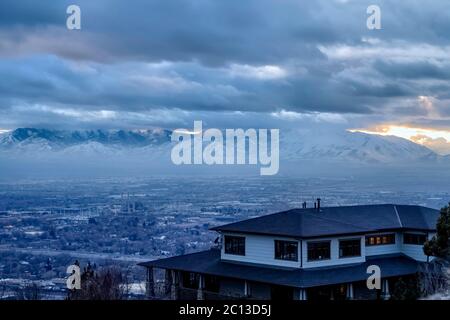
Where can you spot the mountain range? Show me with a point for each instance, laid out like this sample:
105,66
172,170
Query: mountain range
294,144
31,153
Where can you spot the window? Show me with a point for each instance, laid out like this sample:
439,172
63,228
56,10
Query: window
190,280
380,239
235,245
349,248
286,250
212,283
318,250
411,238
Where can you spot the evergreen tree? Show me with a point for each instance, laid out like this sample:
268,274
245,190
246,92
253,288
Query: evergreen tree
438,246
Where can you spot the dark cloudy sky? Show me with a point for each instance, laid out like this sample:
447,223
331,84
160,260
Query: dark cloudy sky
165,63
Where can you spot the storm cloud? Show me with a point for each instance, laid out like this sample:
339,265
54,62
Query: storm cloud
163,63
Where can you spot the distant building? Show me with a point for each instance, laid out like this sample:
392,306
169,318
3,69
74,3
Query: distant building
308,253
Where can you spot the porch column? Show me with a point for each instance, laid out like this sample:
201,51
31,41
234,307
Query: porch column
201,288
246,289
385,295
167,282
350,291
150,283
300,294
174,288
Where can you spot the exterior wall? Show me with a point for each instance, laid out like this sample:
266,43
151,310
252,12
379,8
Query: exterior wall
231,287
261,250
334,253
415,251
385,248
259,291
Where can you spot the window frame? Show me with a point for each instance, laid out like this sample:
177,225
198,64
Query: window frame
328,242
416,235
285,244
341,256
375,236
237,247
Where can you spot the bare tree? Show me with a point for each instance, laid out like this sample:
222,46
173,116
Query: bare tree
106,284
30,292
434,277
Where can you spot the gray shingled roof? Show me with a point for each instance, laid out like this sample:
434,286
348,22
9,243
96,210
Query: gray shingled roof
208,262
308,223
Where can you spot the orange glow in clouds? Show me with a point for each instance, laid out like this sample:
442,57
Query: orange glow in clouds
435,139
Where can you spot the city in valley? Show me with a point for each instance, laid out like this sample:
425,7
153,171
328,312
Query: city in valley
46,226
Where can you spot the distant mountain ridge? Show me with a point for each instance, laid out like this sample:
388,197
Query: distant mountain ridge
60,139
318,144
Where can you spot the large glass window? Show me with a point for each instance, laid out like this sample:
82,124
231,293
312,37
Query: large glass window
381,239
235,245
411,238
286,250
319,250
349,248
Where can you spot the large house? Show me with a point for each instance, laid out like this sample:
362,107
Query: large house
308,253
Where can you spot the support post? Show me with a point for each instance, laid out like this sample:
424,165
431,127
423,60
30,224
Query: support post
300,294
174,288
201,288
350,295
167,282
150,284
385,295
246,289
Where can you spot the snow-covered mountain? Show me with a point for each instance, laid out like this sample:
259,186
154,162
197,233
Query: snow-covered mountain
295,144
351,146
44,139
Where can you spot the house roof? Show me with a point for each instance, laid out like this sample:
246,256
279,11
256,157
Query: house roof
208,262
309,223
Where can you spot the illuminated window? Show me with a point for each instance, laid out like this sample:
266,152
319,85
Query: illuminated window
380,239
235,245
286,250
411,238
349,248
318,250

++++++++++

Given request =>
Copy every line of the records above word for word, leaving out the pictures.

Finished answer =>
Where can you spot the mountain range? Show me with a point for each instance, laid out like this sample:
105,66
172,170
Query: mountain range
294,144
31,153
Where can you spot the window? Show me with a point for each instance, laid out like this sample:
439,172
63,228
56,10
Query: window
190,280
380,239
235,245
349,248
286,250
212,283
318,250
411,238
Where can you spot the evergreen tree? Show me with a point for each instance, laid out like this sample:
268,274
245,190
246,92
253,288
Query: evergreen tree
438,246
Where can you spot the dark cloudy sky? Show me with a point for each instance, laid out like this sample:
447,223
331,84
160,260
Query: dark cloudy sky
165,63
Where can you spot the storm cloud? Show me with a point for each instance, laid out like this sample:
339,265
54,62
Query: storm cloud
163,63
Where can you spot the distant building? Show me with a point for each instance, laid out like this sample:
392,306
169,318
3,69
74,3
Query: distant building
308,253
Where can you spot the porch column? Show me with a point for each instance, laid out like this sample:
201,51
31,41
234,307
Query: porch column
201,288
246,289
385,295
167,282
350,291
150,283
300,294
174,288
Where can you spot the exterior wall? Show me with a point for each instance, laid out like this sample:
266,43
151,310
252,12
379,8
Query: exterior wall
231,287
261,250
334,253
415,251
385,248
259,291
Where can you spot the window frame? Show me with a point for each instance, laid out like this sample:
177,225
198,64
Query: window frame
328,242
416,235
285,244
341,256
375,236
237,247
Where can you spot the bare tree? Show me with a point for each instance, laid out like this sample:
222,46
173,116
Query: bare tree
106,284
30,292
434,277
Where can you spot the gray shingled roof? Show me with a point for each instance, laid out like this sample:
434,286
348,22
9,243
96,210
Query: gray shingled roof
208,262
308,223
Where can you spot the orange glow in clouds? Show me with a point for each instance, laid out like this sample:
442,57
Query: orange glow in clouds
435,139
Where can you spot the city in valley? Show me with a point for each instance, laid out like this sample:
425,7
153,171
328,312
Query: city in valley
46,226
Where can you spot the distant mountain ridge? Show me with a point for each instance, laid out like this sample:
388,197
Query: distant mountain ridge
60,139
318,144
Where can you spot the large glass window? Show me with a point for each instance, laid out like this sample:
82,124
231,293
312,37
Query: large glass window
381,239
235,245
411,238
286,250
319,250
349,248
Where can you spot the large house? Show me with a point for each instance, laid out like this sample:
362,107
Query: large house
308,253
Where can you spot the support post? Show me with a point for each instance, laid out like this sample:
424,165
431,127
423,60
30,224
Query: support post
300,294
174,288
201,288
350,295
167,282
150,284
385,295
246,289
Where can you spot the snow-covered mountain? Show me with a point for each instance, laid out like this sample:
259,186
154,162
197,233
Query: snow-covered mountain
295,144
351,146
44,139
Where can you spot the house roof? Show me with a point for each instance, laid out like this sample:
246,256
279,11
256,157
Query: house roof
208,262
309,223
Where can you spot the illuminated window? Show me with a point for each instance, laid out like this sample:
266,152
319,85
Query: illuminated window
380,239
235,245
286,250
411,238
349,248
318,250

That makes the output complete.